§ **WORK TO BE COMPLETED**:
Copy out the items below word for word, with every character kept unchanged.

§ **Dataset excerpt**:
━━━━━━━━

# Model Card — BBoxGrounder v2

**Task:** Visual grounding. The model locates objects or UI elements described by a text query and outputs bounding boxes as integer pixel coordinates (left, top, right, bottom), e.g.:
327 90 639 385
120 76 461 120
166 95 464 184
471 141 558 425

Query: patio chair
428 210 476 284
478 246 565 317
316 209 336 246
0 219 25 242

━━━━━━━━

§ **RESULT OF THE TASK**:
# Model Card — BBoxGrounder v2

**Task:** Visual grounding. The model locates objects or UI elements described by a text query and outputs bounding boxes as integer pixel coordinates (left, top, right, bottom), e.g.:
327 90 639 385
120 76 461 120
166 95 464 184
471 141 558 425

Query: patio chair
428 210 476 284
478 246 565 317
316 209 336 246
0 219 25 242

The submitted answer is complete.